Exercise inputs

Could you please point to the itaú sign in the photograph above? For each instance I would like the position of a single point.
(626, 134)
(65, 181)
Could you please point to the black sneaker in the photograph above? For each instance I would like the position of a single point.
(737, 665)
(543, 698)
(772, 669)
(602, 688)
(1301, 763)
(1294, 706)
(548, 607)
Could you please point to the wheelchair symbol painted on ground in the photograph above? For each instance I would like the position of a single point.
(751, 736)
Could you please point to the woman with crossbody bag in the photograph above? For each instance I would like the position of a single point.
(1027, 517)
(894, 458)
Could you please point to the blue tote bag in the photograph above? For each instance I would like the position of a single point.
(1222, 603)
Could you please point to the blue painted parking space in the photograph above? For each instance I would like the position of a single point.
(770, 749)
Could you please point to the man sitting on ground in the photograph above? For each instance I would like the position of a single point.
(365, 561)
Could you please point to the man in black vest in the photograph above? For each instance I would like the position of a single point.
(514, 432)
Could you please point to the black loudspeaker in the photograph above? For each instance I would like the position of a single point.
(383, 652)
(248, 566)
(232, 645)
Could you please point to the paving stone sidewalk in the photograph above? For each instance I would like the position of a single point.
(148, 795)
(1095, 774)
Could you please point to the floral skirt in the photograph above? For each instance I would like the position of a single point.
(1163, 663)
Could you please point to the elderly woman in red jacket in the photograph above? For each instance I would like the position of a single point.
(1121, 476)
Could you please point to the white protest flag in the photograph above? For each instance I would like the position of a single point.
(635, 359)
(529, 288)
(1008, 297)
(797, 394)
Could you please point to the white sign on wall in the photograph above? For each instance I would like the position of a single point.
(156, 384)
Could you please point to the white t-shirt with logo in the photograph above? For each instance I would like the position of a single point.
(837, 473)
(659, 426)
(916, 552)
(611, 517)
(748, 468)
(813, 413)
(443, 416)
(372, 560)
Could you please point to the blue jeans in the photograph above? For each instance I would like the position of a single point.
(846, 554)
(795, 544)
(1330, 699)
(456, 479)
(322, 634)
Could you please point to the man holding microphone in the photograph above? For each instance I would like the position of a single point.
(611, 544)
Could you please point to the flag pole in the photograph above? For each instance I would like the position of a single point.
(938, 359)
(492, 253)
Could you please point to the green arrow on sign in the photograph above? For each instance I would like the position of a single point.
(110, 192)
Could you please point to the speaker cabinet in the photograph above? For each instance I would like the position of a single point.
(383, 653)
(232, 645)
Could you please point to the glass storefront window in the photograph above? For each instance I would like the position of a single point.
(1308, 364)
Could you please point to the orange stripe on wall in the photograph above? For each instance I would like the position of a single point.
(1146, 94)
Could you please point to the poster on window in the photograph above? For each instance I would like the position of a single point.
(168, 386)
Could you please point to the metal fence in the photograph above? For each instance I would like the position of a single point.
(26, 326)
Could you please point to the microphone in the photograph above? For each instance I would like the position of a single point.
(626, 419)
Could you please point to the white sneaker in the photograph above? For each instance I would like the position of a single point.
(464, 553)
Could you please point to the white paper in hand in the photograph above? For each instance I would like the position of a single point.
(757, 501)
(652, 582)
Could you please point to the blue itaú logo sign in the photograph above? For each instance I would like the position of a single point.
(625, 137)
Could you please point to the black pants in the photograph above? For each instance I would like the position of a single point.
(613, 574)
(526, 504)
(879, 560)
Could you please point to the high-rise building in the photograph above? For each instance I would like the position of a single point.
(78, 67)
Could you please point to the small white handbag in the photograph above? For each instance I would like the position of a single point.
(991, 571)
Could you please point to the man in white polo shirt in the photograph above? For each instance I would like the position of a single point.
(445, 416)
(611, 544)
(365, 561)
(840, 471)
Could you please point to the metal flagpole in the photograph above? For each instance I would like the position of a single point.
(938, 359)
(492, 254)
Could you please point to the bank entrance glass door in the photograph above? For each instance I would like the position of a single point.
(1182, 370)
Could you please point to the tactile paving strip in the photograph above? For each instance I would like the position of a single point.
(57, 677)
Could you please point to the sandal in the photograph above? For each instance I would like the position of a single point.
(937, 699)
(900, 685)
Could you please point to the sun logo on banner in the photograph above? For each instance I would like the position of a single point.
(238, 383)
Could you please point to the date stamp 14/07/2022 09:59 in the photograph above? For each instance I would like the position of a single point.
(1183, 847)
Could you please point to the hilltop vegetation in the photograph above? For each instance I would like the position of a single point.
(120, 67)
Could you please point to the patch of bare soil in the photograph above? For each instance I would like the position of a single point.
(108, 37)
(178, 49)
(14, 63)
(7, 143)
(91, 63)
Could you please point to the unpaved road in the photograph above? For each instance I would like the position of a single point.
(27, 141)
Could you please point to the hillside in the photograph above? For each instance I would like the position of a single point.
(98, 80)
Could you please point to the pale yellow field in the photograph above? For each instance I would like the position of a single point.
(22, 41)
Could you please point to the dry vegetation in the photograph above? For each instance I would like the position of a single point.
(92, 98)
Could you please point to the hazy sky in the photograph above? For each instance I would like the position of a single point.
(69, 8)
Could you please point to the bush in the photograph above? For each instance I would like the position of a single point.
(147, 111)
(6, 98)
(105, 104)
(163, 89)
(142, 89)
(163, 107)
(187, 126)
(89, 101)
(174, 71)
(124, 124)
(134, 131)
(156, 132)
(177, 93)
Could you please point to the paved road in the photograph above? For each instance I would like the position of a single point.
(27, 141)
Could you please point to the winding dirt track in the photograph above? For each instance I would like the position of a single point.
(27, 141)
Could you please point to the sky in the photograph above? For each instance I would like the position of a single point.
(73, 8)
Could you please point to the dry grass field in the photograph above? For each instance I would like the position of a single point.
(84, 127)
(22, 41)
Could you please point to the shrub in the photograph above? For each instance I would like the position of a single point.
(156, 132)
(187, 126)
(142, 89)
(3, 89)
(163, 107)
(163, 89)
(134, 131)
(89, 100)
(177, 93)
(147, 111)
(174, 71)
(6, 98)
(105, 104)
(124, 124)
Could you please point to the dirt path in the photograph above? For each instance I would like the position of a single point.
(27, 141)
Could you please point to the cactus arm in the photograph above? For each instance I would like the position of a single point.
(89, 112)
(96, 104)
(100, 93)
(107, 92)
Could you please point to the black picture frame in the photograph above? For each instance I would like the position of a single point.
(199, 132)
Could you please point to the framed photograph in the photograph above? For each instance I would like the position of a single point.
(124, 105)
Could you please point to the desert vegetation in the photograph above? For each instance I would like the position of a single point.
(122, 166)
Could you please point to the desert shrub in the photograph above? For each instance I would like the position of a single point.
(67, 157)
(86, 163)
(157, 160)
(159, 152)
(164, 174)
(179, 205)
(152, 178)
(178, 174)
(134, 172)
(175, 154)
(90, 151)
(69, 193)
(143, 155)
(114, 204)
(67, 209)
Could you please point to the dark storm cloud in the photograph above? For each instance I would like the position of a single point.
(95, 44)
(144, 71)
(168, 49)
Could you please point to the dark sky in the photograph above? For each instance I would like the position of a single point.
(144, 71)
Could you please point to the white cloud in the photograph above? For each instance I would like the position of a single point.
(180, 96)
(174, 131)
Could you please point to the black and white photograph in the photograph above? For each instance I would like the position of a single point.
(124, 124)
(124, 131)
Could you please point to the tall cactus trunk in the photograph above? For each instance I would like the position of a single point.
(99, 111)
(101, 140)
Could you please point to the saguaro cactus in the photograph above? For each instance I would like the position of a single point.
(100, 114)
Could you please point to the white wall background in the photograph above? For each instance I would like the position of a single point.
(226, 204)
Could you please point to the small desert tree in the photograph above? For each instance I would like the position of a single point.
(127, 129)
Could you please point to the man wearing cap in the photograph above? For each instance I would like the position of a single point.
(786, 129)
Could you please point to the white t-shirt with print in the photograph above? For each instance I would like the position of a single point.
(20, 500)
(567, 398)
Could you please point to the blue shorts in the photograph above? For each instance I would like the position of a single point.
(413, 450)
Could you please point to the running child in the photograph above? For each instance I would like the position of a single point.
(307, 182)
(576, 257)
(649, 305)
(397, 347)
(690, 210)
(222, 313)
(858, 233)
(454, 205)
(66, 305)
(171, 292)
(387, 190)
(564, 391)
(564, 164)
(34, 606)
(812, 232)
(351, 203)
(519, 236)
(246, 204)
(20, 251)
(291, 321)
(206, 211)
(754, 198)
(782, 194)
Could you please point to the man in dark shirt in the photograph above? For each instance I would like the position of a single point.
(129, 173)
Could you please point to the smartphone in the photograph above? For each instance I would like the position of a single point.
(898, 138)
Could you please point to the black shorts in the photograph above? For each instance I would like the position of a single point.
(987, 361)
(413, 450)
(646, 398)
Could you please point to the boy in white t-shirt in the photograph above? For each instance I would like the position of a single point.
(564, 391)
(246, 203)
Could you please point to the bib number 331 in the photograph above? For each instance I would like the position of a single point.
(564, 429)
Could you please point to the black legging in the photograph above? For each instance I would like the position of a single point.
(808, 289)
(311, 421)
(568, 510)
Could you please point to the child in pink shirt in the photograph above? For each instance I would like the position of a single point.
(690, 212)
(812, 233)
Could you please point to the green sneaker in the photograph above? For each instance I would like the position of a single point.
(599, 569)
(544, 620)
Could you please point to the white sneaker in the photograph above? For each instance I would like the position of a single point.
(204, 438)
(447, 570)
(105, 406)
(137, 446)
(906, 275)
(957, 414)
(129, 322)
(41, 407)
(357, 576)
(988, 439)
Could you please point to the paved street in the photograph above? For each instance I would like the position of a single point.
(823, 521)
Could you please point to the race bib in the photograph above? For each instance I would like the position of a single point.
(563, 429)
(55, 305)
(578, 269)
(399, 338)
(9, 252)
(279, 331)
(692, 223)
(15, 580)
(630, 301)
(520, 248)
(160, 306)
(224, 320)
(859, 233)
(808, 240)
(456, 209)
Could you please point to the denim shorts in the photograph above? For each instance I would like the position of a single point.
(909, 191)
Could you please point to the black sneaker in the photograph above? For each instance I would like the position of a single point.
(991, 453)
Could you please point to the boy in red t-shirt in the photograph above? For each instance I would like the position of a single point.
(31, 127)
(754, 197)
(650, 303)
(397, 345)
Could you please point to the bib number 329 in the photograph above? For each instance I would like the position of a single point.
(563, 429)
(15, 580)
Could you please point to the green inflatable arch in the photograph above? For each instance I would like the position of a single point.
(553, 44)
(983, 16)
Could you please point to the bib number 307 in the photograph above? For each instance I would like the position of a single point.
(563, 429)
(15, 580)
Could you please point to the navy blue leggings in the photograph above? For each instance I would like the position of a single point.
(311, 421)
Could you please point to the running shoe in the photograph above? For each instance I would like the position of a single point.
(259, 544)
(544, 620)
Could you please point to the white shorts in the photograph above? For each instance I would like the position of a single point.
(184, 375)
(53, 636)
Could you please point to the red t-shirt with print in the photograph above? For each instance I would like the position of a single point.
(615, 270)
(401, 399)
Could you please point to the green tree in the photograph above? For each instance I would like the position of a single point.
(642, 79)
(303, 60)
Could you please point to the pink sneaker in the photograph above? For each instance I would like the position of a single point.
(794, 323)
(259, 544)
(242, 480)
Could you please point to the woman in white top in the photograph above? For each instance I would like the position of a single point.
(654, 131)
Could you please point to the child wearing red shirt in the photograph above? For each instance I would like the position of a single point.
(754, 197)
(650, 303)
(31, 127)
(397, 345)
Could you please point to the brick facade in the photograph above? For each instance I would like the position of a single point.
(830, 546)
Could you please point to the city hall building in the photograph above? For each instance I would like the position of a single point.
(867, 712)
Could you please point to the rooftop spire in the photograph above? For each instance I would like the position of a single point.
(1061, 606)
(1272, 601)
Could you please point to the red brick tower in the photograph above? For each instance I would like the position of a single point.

Assignment
Restate word for word the lines running from the line that holds "Could you please point to the green tree" to the final line of the entries.

Your solution
Could you please point to the green tree in the photograph above? For each instance I would like the position of a single point.
(642, 79)
(303, 60)
Could you please point to the pink sneaker in the photograph above? For each instance I would like the position of a single point.
(794, 323)
(259, 544)
(242, 480)
Could you please point to the woman in white top in the photograph above? For each instance I would like the position of a single point.
(654, 131)
Could you please point to the child wearing red shirt in the photograph above? For each instance I would like the position of a single point.
(754, 197)
(650, 303)
(31, 127)
(397, 345)
Could you please point to the brick facade in the photograph above? For each instance I would like the position of a single point.
(830, 546)
Could you please point to the city hall building in the photograph above? For each instance I would like the position of a single point.
(867, 712)
Could you please point to the rooftop spire in the photograph above? For each instance I would like the position of a single point.
(1061, 606)
(1272, 601)
Could you please point to the red brick tower in the photograph above? For each instance I would like the position of a single point.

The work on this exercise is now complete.